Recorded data
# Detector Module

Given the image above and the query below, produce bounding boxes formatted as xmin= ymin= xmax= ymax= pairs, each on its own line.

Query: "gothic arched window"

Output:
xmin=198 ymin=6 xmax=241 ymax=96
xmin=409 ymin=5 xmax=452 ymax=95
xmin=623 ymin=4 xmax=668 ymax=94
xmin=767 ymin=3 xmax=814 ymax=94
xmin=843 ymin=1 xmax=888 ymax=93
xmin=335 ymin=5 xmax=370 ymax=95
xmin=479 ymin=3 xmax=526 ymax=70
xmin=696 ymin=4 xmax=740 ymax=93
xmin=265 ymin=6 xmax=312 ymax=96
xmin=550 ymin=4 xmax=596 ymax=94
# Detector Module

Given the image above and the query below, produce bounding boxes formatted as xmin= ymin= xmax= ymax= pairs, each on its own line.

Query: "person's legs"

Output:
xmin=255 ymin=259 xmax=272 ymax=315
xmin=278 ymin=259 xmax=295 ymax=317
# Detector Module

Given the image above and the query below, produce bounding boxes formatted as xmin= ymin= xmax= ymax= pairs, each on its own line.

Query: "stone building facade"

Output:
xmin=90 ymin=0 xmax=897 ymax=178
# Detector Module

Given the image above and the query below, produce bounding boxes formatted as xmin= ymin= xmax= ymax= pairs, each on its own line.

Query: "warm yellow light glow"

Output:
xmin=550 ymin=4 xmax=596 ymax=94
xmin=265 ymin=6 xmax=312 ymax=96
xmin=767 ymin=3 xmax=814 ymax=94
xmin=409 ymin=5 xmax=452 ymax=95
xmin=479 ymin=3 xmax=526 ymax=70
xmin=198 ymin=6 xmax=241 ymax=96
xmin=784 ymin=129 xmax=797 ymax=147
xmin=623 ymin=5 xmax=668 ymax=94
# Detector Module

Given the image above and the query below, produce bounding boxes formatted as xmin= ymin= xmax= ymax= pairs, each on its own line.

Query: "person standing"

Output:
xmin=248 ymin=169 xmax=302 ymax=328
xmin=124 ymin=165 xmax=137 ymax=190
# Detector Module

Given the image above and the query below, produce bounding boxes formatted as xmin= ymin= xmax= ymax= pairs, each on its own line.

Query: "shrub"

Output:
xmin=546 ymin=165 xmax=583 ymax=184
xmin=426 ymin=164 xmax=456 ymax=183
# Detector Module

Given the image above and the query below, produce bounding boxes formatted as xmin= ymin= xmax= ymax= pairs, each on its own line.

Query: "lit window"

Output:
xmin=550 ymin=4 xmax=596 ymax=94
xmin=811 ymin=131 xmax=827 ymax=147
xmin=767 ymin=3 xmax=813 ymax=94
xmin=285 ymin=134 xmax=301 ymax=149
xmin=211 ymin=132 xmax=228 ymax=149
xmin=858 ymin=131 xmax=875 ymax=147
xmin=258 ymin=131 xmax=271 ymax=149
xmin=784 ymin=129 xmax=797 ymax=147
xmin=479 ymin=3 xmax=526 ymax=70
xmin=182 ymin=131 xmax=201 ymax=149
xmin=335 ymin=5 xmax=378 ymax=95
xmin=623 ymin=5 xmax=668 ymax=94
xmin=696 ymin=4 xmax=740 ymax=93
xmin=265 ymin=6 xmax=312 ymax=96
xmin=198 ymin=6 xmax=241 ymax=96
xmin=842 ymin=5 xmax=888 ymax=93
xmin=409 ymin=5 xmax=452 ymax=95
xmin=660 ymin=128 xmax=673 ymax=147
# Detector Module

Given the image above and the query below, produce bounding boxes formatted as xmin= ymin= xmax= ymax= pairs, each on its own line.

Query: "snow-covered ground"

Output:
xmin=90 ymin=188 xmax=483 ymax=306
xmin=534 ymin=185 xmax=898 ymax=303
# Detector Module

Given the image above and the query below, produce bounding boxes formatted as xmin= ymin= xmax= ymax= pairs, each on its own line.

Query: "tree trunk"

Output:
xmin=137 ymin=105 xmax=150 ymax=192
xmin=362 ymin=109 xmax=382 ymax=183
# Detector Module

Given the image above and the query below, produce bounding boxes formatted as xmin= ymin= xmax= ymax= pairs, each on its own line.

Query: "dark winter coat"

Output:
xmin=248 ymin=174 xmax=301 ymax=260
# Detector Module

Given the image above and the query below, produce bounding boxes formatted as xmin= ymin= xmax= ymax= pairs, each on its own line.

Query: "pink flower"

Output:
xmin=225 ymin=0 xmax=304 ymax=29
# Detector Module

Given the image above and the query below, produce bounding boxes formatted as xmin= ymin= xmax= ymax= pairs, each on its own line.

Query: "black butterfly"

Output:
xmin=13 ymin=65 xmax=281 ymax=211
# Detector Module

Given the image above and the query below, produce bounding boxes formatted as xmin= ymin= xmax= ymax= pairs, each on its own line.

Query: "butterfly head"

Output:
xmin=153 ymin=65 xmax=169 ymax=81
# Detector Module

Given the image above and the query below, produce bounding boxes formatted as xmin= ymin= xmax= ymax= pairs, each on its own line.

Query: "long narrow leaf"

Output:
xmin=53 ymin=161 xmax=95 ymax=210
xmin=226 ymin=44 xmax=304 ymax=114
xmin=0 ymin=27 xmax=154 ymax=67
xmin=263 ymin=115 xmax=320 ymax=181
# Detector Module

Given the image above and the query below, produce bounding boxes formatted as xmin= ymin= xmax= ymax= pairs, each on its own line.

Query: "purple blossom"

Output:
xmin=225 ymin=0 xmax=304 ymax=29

◆ **GOAL OF THE EXERCISE**
Filter the records above down to the lines that contain the string "person", and copy each such line.

◆ **ANSWER TO THE TASK**
Query: "person's legs"
Query: "person standing"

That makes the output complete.